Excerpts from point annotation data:
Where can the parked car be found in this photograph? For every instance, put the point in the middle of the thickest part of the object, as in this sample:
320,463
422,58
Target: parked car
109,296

◆ Challenge:
Could you lay out every one of these lines as a Markdown table with the columns "No." and "Text", numbering the rows in order and leaving out any blank lines?

◆ Task answer:
| No. | Text |
|---|---|
| 1 | Where can the parked car be found in this photograph? For every instance, put the point in the middle of the thickest part of the object, as in this sample: |
| 2 | 320,463 |
| 3 | 422,58 |
| 4 | Target: parked car |
| 5 | 109,296 |